## Objective
Each line of the listing must be transcribed exactly, except for the images, which should be excluded.
┌─ Exercise material
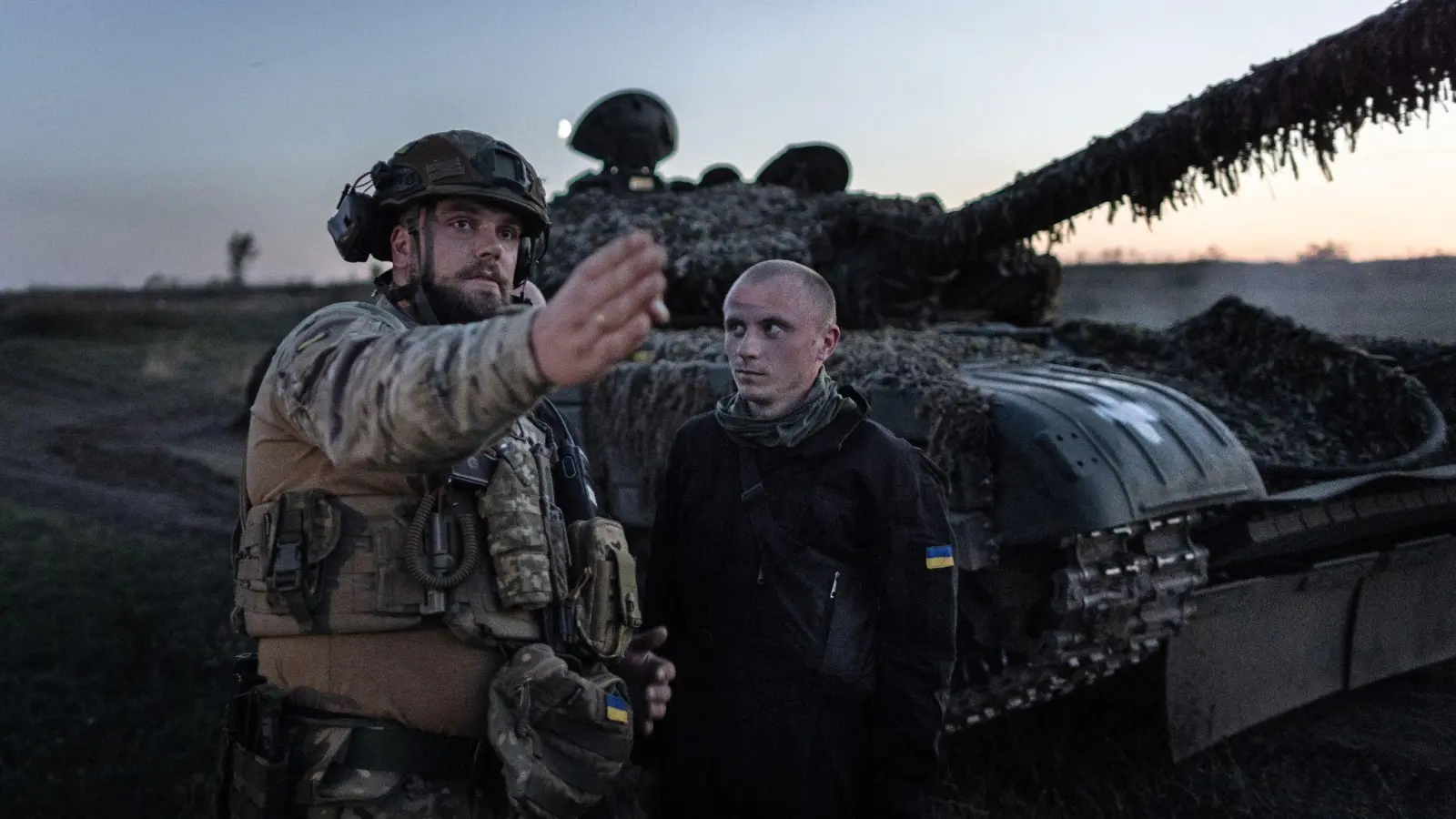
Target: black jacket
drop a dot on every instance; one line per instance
(814, 651)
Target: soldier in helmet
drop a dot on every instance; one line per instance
(446, 625)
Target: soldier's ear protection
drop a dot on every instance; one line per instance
(354, 225)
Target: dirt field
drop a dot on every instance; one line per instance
(116, 497)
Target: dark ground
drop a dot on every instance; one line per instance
(116, 506)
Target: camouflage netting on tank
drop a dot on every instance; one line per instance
(1390, 67)
(1429, 361)
(1290, 394)
(644, 404)
(715, 234)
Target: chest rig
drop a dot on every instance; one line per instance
(504, 550)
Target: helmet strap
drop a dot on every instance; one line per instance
(422, 241)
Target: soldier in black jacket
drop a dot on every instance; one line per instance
(803, 566)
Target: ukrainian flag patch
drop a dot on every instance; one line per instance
(938, 557)
(618, 710)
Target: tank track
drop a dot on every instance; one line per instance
(1121, 593)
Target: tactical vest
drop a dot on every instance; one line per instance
(485, 551)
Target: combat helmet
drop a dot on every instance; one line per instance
(449, 164)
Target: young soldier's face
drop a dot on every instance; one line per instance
(473, 252)
(776, 339)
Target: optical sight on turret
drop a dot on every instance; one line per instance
(631, 131)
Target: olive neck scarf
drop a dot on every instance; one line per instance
(819, 409)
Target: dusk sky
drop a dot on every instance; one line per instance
(138, 136)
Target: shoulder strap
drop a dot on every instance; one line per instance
(571, 472)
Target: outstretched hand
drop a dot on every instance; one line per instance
(648, 676)
(603, 312)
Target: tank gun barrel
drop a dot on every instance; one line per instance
(1390, 67)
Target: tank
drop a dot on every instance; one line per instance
(1266, 509)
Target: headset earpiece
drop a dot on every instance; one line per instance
(533, 249)
(353, 225)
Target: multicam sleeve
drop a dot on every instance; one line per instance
(376, 395)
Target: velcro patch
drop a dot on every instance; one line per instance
(939, 557)
(444, 169)
(618, 710)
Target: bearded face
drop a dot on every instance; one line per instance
(473, 249)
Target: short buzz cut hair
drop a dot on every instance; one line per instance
(814, 285)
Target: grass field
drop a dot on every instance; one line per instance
(116, 496)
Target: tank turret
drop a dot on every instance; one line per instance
(631, 131)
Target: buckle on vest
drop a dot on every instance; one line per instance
(288, 570)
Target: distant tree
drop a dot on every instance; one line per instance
(1327, 252)
(240, 251)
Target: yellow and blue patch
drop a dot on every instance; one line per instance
(939, 557)
(618, 710)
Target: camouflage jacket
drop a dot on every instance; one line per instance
(361, 401)
(357, 402)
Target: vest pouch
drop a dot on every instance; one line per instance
(603, 589)
(278, 567)
(562, 738)
(516, 530)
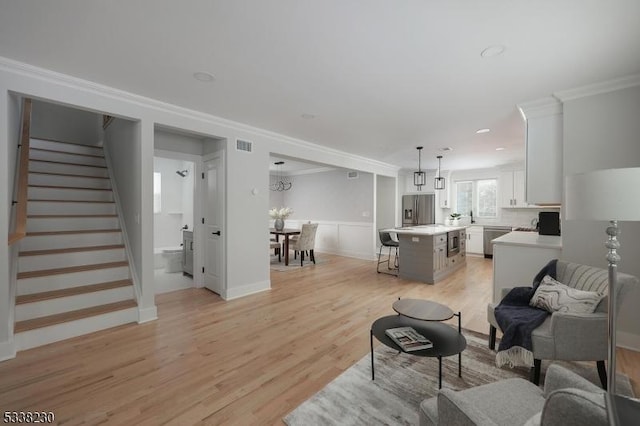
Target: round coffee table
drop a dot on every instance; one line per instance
(447, 341)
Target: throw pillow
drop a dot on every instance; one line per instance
(534, 420)
(554, 296)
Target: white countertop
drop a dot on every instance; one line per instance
(424, 229)
(529, 239)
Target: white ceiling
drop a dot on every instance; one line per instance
(380, 76)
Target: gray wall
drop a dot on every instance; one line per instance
(600, 132)
(385, 202)
(123, 147)
(176, 142)
(331, 196)
(51, 121)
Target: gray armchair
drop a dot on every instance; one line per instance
(567, 336)
(306, 241)
(567, 400)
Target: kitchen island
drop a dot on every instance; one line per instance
(429, 253)
(519, 256)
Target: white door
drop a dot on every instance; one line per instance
(213, 189)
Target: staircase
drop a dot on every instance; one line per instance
(73, 275)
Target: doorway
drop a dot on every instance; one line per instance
(173, 225)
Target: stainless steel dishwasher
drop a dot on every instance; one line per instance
(491, 232)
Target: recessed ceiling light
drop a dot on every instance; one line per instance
(203, 76)
(492, 51)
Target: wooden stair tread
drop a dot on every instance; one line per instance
(67, 175)
(50, 200)
(67, 163)
(70, 250)
(73, 291)
(57, 151)
(62, 216)
(71, 269)
(50, 320)
(84, 188)
(69, 143)
(82, 231)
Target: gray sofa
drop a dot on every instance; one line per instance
(571, 336)
(567, 400)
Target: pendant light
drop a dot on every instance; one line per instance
(419, 177)
(280, 183)
(438, 182)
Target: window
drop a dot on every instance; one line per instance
(479, 196)
(157, 192)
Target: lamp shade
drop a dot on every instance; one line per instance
(611, 194)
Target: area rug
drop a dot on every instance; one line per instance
(294, 264)
(403, 381)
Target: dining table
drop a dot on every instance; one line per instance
(286, 232)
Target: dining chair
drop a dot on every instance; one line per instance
(305, 242)
(276, 249)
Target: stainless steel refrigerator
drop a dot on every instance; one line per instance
(418, 209)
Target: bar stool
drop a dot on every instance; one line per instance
(387, 241)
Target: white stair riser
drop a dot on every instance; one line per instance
(67, 147)
(74, 279)
(53, 207)
(39, 166)
(64, 260)
(47, 242)
(42, 336)
(71, 224)
(35, 154)
(77, 181)
(44, 308)
(69, 194)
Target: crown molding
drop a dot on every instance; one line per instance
(598, 88)
(540, 108)
(16, 67)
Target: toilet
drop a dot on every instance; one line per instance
(172, 259)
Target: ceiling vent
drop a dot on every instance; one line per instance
(245, 146)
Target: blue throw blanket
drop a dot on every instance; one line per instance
(517, 320)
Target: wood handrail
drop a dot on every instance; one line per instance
(23, 175)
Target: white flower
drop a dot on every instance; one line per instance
(282, 213)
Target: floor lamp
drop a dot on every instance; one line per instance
(610, 195)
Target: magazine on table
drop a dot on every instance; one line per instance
(408, 339)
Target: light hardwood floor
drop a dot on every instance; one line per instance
(248, 361)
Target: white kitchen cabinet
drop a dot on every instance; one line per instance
(475, 240)
(512, 184)
(444, 198)
(543, 150)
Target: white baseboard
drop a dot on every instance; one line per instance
(628, 341)
(245, 290)
(7, 350)
(147, 314)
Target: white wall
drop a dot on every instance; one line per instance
(331, 196)
(177, 202)
(51, 121)
(122, 146)
(10, 118)
(602, 131)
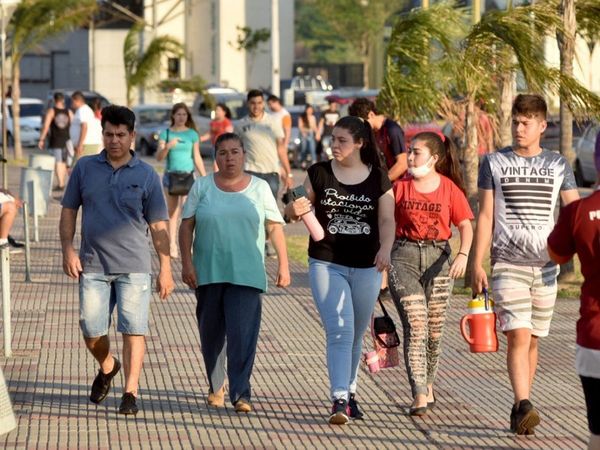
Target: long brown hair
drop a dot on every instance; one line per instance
└─
## Exercise output
Target: black jacket
drop a dot on every instance; one line per instance
(814, 651)
Target: soldier in helmet
drop a dot on every instance; one line per instance
(446, 625)
Target: soldier's ear protection
drop a dot on every instance; one line per instance
(354, 225)
Target: dirt field
drop a dot on every instance; one line per instance
(116, 497)
Target: dark ground
drop a dot on every instance; one line per instance
(116, 506)
Target: camouflage netting on tank
drop a dot on every instance; one line per instance
(1390, 67)
(1429, 361)
(1290, 394)
(644, 404)
(715, 234)
Target: chest rig
drop a dot on every instance; one line per instance
(504, 550)
Target: helmet strap
drop a dot on every instance; one line per instance
(422, 241)
Target: soldier in black jacket
drop a dot on every instance; one line per instance
(803, 566)
Target: ukrainian flag patch
drop a dot on every instance; one line per instance
(938, 557)
(618, 710)
Target: tank track
drop a dot on every instance; one line per instance
(1121, 593)
Target: tactical vest
drop a dot on every instance; one line per instance
(485, 551)
Target: combat helmet
drop a dot on every instance; one line per instance
(449, 164)
Target: young soldier's face
drop a dot on every instance; one line per instance
(473, 252)
(776, 339)
Target: optical sight on turret
drop a dot on every instance; one line per instance
(631, 131)
Target: olive neck scarf
drop a dot on every instance; one line per instance
(819, 409)
Target: dusk sky
drop a dot on every instance; one line per instance
(138, 136)
Target: shoulder strap
drop a dot on every instance; one line per instance
(571, 472)
Target: outstretched hand
drop a dot on every instance; one line per instance
(648, 676)
(603, 312)
Target: tank gun barrel
drop a dot on every instance; one line per instance
(1390, 67)
Target: tank
drop a dot on every instance; one line per instance
(1266, 509)
Target: headset earpiece
drop a dot on every instance; one line per instance
(533, 249)
(353, 225)
Target: multicam sleeve
drop a dot on every instance; one line per instance
(376, 395)
Target: velcro patch
drop a dot on every instance; one line per instance
(939, 557)
(444, 169)
(618, 710)
Target: bearded face
drop a dot on every instance; one line per instance
(473, 249)
Target: short buzz cut hair
drop a dot on every instance; one line per instance
(814, 285)
Target: grass field
drop a dot on every instance; one line per instance
(116, 496)
Target: tank turret
drop a dot on every instance; one line per instance
(631, 131)
Target: buckle on vest
drop a dot on every instance; one line per instance
(288, 570)
Target: distant tree
drop a dot on every instance; one line per instance
(1327, 252)
(240, 251)
Target: yellow and blue patch
drop a dot on every instance; one line per instance
(939, 557)
(618, 710)
Target: camouflage jacket
drop a dot on every instance; one line per instance
(361, 401)
(357, 402)
Target: vest pouch
drop a dot on every instance; one line per instance
(603, 589)
(278, 567)
(562, 738)
(516, 530)
Target: round coffee table
drop a dot on every instance; one line per instance
(447, 341)
Target: throw pillow
drop a dot on every instance; one line per instance
(534, 420)
(554, 296)
Target: white countertop
drop a dot on every instance; one line per instance
(424, 229)
(529, 239)
Target: white ceiling
drop a dot on every instance; one line per instance
(380, 76)
Target: gray wall
drop a dot on every instance; one line per instance
(600, 132)
(385, 202)
(123, 147)
(176, 142)
(331, 196)
(51, 121)
Target: gray armchair
drop a dot on every instance; one line per instance
(567, 336)
(306, 241)
(567, 400)
Target: kitchen island
drop a dot on every instance; one line per instance
(429, 253)
(519, 256)
Target: white door
drop a dot on every instance; one line per instance
(213, 189)
Target: staircase
drop a dot on every instance; one line per instance
(73, 275)
Target: doorway
drop a dot on every instance; one line per instance
(173, 225)
Target: stainless steel dishwasher
drop a dot on every instance; one line per instance
(491, 232)
Target: recessed ceiling light
drop a dot on every instance; one line per instance
(203, 76)
(492, 51)
Target: wooden stair tread
drop a dot on every instance; one line per instance
(67, 175)
(50, 200)
(67, 163)
(70, 250)
(73, 291)
(57, 151)
(62, 216)
(71, 269)
(50, 320)
(84, 188)
(69, 143)
(82, 231)
Target: gray sofa
drop a dot on every instance; one line per instance
(571, 336)
(567, 400)
Target: pendant light
drop a dot on every instance; one line per instance
(419, 177)
(280, 183)
(438, 182)
Target: window
drop a dot on every instance; one line per instance
(479, 196)
(157, 192)
Target: lamp shade
drop a dot on every instance; one line per instance
(611, 194)
Target: area rug
drop a dot on every instance; one line per instance
(294, 264)
(403, 381)
Target: dining table
drop a dot on every instance; one line per instance
(286, 232)
Target: dining chair
drop a dot on every instance; one line per instance
(305, 242)
(276, 249)
Target: stainless steel refrigerator
drop a dot on every instance; one line per instance
(418, 209)
Target: bar stool
drop a dot on every instance; one line per instance
(387, 241)
Target: white stair riser
drop a dot on every instance; one line per instance
(67, 147)
(74, 279)
(53, 207)
(39, 166)
(64, 260)
(47, 242)
(42, 336)
(71, 224)
(35, 154)
(77, 181)
(44, 308)
(69, 194)
Target: crown molding
drop a dot on every instance; one line per instance
(598, 88)
(540, 108)
(16, 67)
Target: toilet
drop a dot on every instance; one line per instance
(172, 259)
Target: ceiling vent
drop a dot on every instance; one line per instance
(245, 146)
Target: blue throw blanket
drop a dot on every instance; one line per instance
(517, 320)
Target: wood handrail
drop a dot on every instance; one line per instance
(23, 175)
Target: white flower
drop a dot on every instance; one line per instance
(282, 213)
Target: floor lamp
drop a dot on every instance; one line per instance
(610, 195)
Target: magazine on table
drop a dot on every instance; one line per instance
(408, 339)
Target: light hardwood floor
drop a dot on every instance; one line per instance
(248, 361)
Target: white kitchen cabinet
drop a dot on every instance; one line per instance
(475, 240)
(512, 184)
(444, 198)
(543, 150)
Target: white baseboard
drop a dot on every instance; one line per instance
(628, 341)
(245, 290)
(7, 350)
(147, 314)
Target: white wall
drop a dot on every instance; one line per instance
(331, 196)
(177, 202)
(51, 121)
(122, 146)
(10, 118)
(602, 131)
Target: long brown hair
drop a dot on every instance; one line per instance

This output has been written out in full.